**Source extract:**
Now I must confess to doing more persevering than shooting people full of arrows, but I’d be lying if a quiver or two had been handy…I may have done a little shooting. Persevering at “what” you may be asking. If you’re a regular reader of my blog, you already know, if not, here it is…full adoption of a Performance Paradigm…a powerful discipline that I’ve been hawking for the last twelve years of my thirty plus in the L&D profession.
The primary challenge, as I’ve experienced it, seems to be the fact that adopting this paradigm is disruptive to L&D status quo, and the degree of innovation smacks of Change…and in many cases, the Change is transformational in nature. What is at “risk” of changing? There are a few things, none of which threaten the sacred halls of the L&D Training mission. Consider these:
• Discovery – adopting principles of a performance assessment that is more holistic and business performance focused than a limited training needs assessment. The focus is on identifying performance gaps, drivers, and restrainers, not simply knowledge and skill requirements. (See Skills)

**Supplied information:**

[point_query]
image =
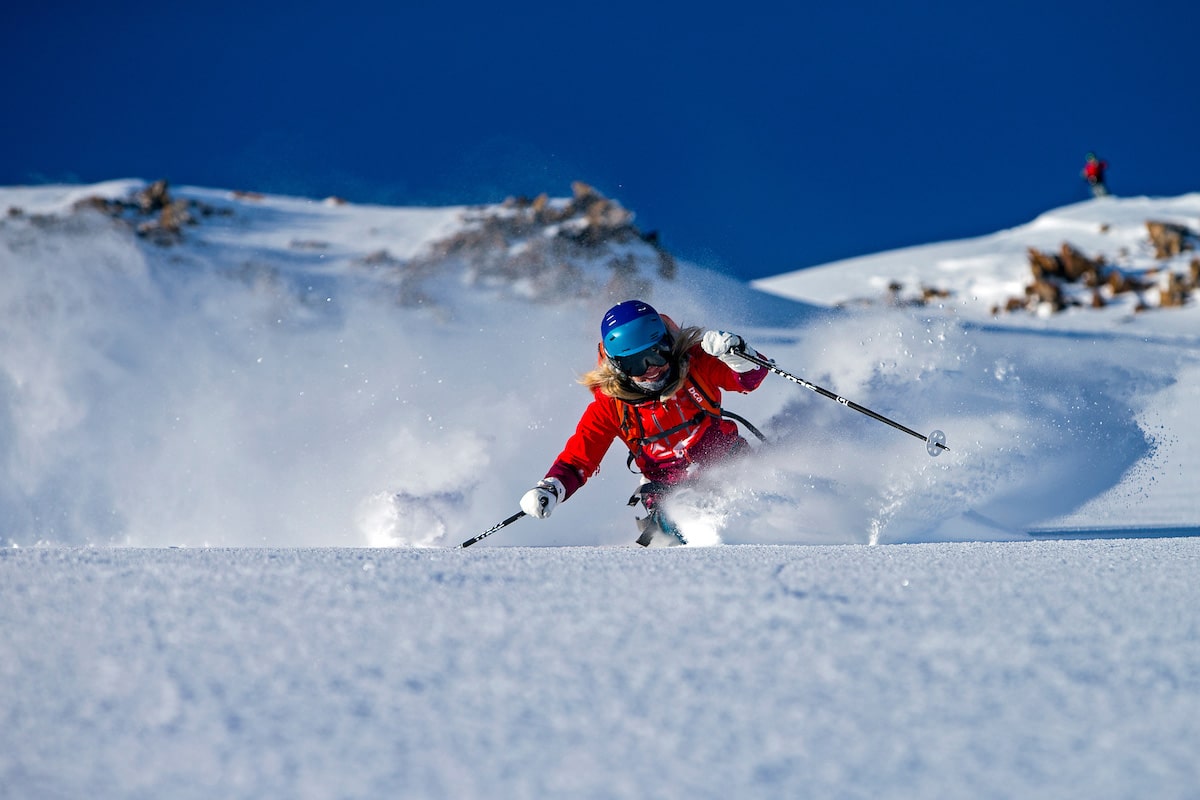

**What the task asks:**
From the passage on the Performance Paradigm, reproduce the stretch from "The primary challenge, as" through "requirements. (See Skills)" word for word.

**Reply:**
The primary challenge, as I’ve experienced it, seems to be the fact that adopting this paradigm is disruptive to L&D status quo, and the degree of innovation smacks of Change…and in many cases, the Change is transformational in nature. What is at “risk” of changing? There are a few things, none of which threaten the sacred halls of the L&D Training mission. Consider these:
• Discovery – adopting principles of a performance assessment that is more holistic and business performance focused than a limited training needs assessment. The focus is on identifying performance gaps, drivers, and restrainers, not simply knowledge and skill requirements. (See Skills)